■ **Required task**: Present every line of the rows below as a Markdown table with the columns No. and Line, numbering each line and omitting blank lines and the pictures.

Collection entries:
=======

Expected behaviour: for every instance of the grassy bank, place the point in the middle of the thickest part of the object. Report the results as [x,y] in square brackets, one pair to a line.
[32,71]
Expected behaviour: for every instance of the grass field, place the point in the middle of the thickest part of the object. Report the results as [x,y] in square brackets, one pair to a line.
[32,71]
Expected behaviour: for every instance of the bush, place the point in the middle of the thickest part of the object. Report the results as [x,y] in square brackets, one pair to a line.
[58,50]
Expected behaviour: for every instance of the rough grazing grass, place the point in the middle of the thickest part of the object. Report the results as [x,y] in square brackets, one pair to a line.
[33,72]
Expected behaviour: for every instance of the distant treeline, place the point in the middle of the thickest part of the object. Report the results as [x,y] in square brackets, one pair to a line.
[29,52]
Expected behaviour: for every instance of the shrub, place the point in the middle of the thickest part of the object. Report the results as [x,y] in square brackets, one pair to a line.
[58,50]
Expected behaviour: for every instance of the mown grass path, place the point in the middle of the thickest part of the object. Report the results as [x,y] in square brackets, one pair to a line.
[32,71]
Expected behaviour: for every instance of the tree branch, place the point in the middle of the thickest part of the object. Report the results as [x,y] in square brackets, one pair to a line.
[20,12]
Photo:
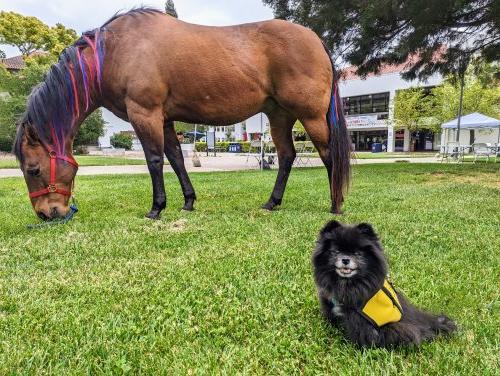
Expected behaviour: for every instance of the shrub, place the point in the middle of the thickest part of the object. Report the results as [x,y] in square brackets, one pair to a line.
[122,141]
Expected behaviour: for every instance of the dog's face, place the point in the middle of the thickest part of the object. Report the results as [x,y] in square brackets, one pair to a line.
[349,252]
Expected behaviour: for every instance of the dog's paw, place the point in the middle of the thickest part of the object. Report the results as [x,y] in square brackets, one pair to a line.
[445,324]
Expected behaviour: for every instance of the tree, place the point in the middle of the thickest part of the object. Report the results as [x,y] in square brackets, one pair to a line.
[170,8]
[29,34]
[122,141]
[369,34]
[418,108]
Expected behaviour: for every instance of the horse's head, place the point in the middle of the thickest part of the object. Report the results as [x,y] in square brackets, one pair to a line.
[49,174]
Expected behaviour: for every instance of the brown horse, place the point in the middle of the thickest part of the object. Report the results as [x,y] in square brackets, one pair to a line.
[152,69]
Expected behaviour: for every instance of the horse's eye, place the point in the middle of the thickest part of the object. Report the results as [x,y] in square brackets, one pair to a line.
[33,171]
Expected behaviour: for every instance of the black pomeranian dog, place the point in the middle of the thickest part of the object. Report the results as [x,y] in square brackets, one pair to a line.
[351,276]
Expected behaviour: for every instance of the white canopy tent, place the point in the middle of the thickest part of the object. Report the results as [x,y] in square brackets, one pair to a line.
[471,122]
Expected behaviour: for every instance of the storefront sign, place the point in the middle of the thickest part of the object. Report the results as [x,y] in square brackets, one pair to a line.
[368,121]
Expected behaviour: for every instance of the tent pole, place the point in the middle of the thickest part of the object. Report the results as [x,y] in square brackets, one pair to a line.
[462,83]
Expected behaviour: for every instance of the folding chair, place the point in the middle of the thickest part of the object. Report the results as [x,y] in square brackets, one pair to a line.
[481,149]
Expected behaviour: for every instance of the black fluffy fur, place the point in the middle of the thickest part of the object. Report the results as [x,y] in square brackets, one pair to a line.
[361,243]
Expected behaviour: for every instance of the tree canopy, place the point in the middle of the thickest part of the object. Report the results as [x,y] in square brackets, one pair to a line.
[421,108]
[29,34]
[170,8]
[370,33]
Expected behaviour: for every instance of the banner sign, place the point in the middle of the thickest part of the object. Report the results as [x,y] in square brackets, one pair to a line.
[367,121]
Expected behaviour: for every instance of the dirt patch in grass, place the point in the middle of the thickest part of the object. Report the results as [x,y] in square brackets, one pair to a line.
[488,180]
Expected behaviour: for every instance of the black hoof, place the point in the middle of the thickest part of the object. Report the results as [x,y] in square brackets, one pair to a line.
[153,214]
[269,206]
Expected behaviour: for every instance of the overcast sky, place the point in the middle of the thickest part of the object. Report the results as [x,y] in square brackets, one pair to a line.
[83,15]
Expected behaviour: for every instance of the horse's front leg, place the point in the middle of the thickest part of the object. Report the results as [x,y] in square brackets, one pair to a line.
[148,126]
[174,154]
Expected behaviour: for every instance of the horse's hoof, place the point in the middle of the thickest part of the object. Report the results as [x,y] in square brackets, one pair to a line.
[336,211]
[269,206]
[154,215]
[188,205]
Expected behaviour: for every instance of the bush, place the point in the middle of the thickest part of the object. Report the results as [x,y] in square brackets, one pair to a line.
[121,141]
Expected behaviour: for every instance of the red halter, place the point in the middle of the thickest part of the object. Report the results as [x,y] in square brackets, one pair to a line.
[52,187]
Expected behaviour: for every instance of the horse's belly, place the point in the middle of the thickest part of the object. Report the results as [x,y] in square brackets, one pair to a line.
[223,100]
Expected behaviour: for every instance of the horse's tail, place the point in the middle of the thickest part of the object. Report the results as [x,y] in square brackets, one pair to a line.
[340,145]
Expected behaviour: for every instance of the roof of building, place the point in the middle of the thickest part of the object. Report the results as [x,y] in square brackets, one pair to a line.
[349,73]
[13,63]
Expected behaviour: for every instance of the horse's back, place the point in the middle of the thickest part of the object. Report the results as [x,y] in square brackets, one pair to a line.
[221,74]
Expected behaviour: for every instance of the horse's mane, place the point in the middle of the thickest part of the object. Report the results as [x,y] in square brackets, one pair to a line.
[55,104]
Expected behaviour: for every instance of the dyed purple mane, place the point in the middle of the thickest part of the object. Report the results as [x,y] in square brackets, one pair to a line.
[69,90]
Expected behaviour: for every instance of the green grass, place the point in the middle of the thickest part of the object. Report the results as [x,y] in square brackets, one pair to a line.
[85,160]
[228,288]
[369,155]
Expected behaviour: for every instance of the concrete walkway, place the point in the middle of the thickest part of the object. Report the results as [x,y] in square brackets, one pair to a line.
[222,162]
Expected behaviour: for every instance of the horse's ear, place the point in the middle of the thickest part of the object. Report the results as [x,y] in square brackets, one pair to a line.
[330,226]
[30,134]
[367,229]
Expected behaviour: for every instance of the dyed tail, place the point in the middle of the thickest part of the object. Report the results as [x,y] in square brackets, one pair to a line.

=======

■ **The answer**:
| No. | Line |
|---|---|
| 1 | Expected behaviour: for every instance of the grassy bank, place the point in the middle of the thickest part of the object. Report the results as [x,y] in square brackets, one pair to a line. |
| 2 | [32,71] |
| 3 | Expected behaviour: for every instance of the grass field, place the point in the middle of the thickest part of the object. Report the results as [x,y] in square brackets, one pair to a line. |
| 4 | [32,71] |
| 5 | Expected behaviour: for every instance of the bush, place the point in the middle of the thickest part of the object. Report the results as [x,y] in square brackets, one pair to a line. |
| 6 | [58,50] |
| 7 | Expected behaviour: for every instance of the rough grazing grass, place the point in the middle of the thickest part of the object. Report the results as [x,y] in square brackets, one pair to a line. |
| 8 | [33,72] |
| 9 | Expected behaviour: for every instance of the distant treeline, place the point in the middle of the thickest part of the object. Report the results as [x,y] in square brackets, one pair to a line. |
| 10 | [29,52] |
| 11 | Expected behaviour: for every instance of the shrub, place the point in the middle of the thickest part of the object. Report the results as [x,y] in square brackets, one pair to a line. |
| 12 | [58,50] |
| 13 | Expected behaviour: for every instance of the mown grass path, place the point in the middle of the thickest part of the object. Report the results as [x,y] in square brackets, one pair to a line. |
| 14 | [32,71] |
| 15 | Expected behaviour: for every instance of the tree branch, place the point in the middle of the thickest part of the object. Report the results as [x,y] in square brackets, one pair to a line. |
| 16 | [20,12] |
| 17 | Photo: |
| 18 | Expected behaviour: for every instance of the shrub, place the point in the middle of the thickest part of the object. Report the results as [x,y] in square brackets, one pair to a line. |
| 19 | [122,141] |
| 20 | Expected behaviour: for every instance of the dog's face, place the point in the middle of the thickest part of the object. Report the results as [x,y] in square brackets, one pair to a line. |
| 21 | [349,252] |
| 22 | Expected behaviour: for every instance of the dog's paw, place the point in the middle of the thickest part of the object. Report the results as [x,y] in square brackets, one pair to a line. |
| 23 | [445,324] |
| 24 | Expected behaviour: for every instance of the tree, place the point in the middle of the thickest part of the object. Report the results as [x,y] in square brackets, one pair to a line. |
| 25 | [170,8] |
| 26 | [29,34] |
| 27 | [122,141] |
| 28 | [369,34] |
| 29 | [418,108] |
| 30 | Expected behaviour: for every instance of the horse's head, place the point in the middle of the thickest part of the object. Report the results as [x,y] in square brackets, one pair to a line. |
| 31 | [49,174] |
| 32 | Expected behaviour: for every instance of the brown horse, place the point in the middle of the thickest part of the object. Report the results as [x,y] in square brackets, one pair to a line. |
| 33 | [152,69] |
| 34 | Expected behaviour: for every instance of the horse's eye, place the point in the middle of the thickest part of the object. Report the results as [x,y] in square brackets, one pair to a line. |
| 35 | [33,171] |
| 36 | Expected behaviour: for every instance of the black pomeranian dog, place the point in the middle of the thickest part of the object. Report the results as [x,y] in square brackets, one pair to a line. |
| 37 | [351,276] |
| 38 | Expected behaviour: for every instance of the white canopy tent, place the point in the middle of the thickest part of the object. Report the results as [x,y] in square brackets, one pair to a line. |
| 39 | [471,122] |
| 40 | Expected behaviour: for every instance of the storefront sign, place the point in the middle of the thickest part of the object. Report the results as [x,y] in square brackets, one pair to a line. |
| 41 | [368,121] |
| 42 | Expected behaviour: for every instance of the tent pole, place the point in the middle of the thickest part of the object. Report the results as [x,y] in square brackets, one pair to a line. |
| 43 | [462,83] |
| 44 | Expected behaviour: for every instance of the folding chair, place the point in the middle of the thickest part of the object. Report the results as [x,y] in square brackets, one pair to a line. |
| 45 | [481,149] |
| 46 | Expected behaviour: for every instance of the black fluffy fur, place the point in the middle of the thickest part of the object. Report the results as [x,y] in square brackets, one pair to a line. |
| 47 | [361,243] |
| 48 | Expected behaviour: for every instance of the tree canopy, place the point in the middle of the thickest part of the object. Report the results as [x,y] in square brackets, one pair to a line. |
| 49 | [421,108] |
| 50 | [29,34] |
| 51 | [170,8] |
| 52 | [370,33] |
| 53 | Expected behaviour: for every instance of the banner sign, place the point in the middle of the thickest part of the object. Report the results as [x,y] in square brackets, one pair to a line. |
| 54 | [367,121] |
| 55 | Expected behaviour: for every instance of the dirt patch in grass, place the point in the middle of the thickest part of the object. Report the results as [x,y] in square brackets, one pair to a line. |
| 56 | [488,180] |
| 57 | Expected behaviour: for every instance of the black hoof, place the point in the middle of the thickest part of the object. Report the results as [x,y] in square brackets, one pair to a line. |
| 58 | [153,214] |
| 59 | [269,206] |
| 60 | Expected behaviour: for every instance of the overcast sky, place the point in the middle of the thickest part of the object. Report the results as [x,y] in square brackets, one pair to a line. |
| 61 | [83,15] |
| 62 | Expected behaviour: for every instance of the horse's front leg, place the point in the middle of the thickest part of the object. Report the results as [x,y] in square brackets, one pair to a line. |
| 63 | [148,126] |
| 64 | [174,154] |
| 65 | Expected behaviour: for every instance of the horse's hoof, place the point in the middle of the thickest part of the object. Report the results as [x,y] in square brackets, one pair to a line. |
| 66 | [336,211] |
| 67 | [269,206] |
| 68 | [154,215] |
| 69 | [188,205] |
| 70 | Expected behaviour: for every instance of the bush, place the point in the middle of the thickest part of the object. Report the results as [x,y] in square brackets, one pair to a line. |
| 71 | [121,141] |
| 72 | Expected behaviour: for every instance of the red halter, place the point in the middle of the thickest part of the object. Report the results as [x,y] in square brackets, one pair to a line. |
| 73 | [52,187] |
| 74 | Expected behaviour: for every instance of the horse's belly, place the point in the middle of the thickest part of the object. Report the results as [x,y] in square brackets, one pair to a line. |
| 75 | [223,100] |
| 76 | Expected behaviour: for every instance of the horse's tail, place the point in the middle of the thickest part of the object. Report the results as [x,y] in square brackets, one pair to a line. |
| 77 | [340,145] |
| 78 | Expected behaviour: for every instance of the roof of building, place the point in the middle of the thickest part of the object. Report the results as [x,y] in square brackets, one pair to a line. |
| 79 | [349,73] |
| 80 | [13,63] |
| 81 | Expected behaviour: for every instance of the horse's back, place the point in the middle of the thickest part of the object. Report the results as [x,y] in square brackets, one pair to a line. |
| 82 | [221,74] |
| 83 | Expected behaviour: for every instance of the horse's mane, place the point in the middle of the thickest part of the object. Report the results as [x,y] in square brackets, one pair to a line. |
| 84 | [55,104] |
| 85 | Expected behaviour: for every instance of the dyed purple mane, place the point in the middle of the thickest part of the object. Report the results as [x,y] in square brackets, one pair to a line. |
| 86 | [69,90] |
| 87 | Expected behaviour: for every instance of the green grass, place the point in the middle of the thickest part of the object. Report the results as [x,y] in square brackets, one pair to a line. |
| 88 | [85,160] |
| 89 | [228,288] |
| 90 | [369,155] |
| 91 | Expected behaviour: for every instance of the concrete walkway, place the point in the middle of the thickest part of the object. Report the results as [x,y] in square brackets, one pair to a line. |
| 92 | [222,162] |
| 93 | Expected behaviour: for every instance of the horse's ear, place the point in the middle of the thickest part of the object. Report the results as [x,y] in square brackets, one pair to a line. |
| 94 | [330,226] |
| 95 | [30,134] |
| 96 | [367,229] |
| 97 | Expected behaviour: for every instance of the dyed tail, place the point in the middle of the thickest part of the object. Report the results as [x,y] in square brackets, one pair to a line. |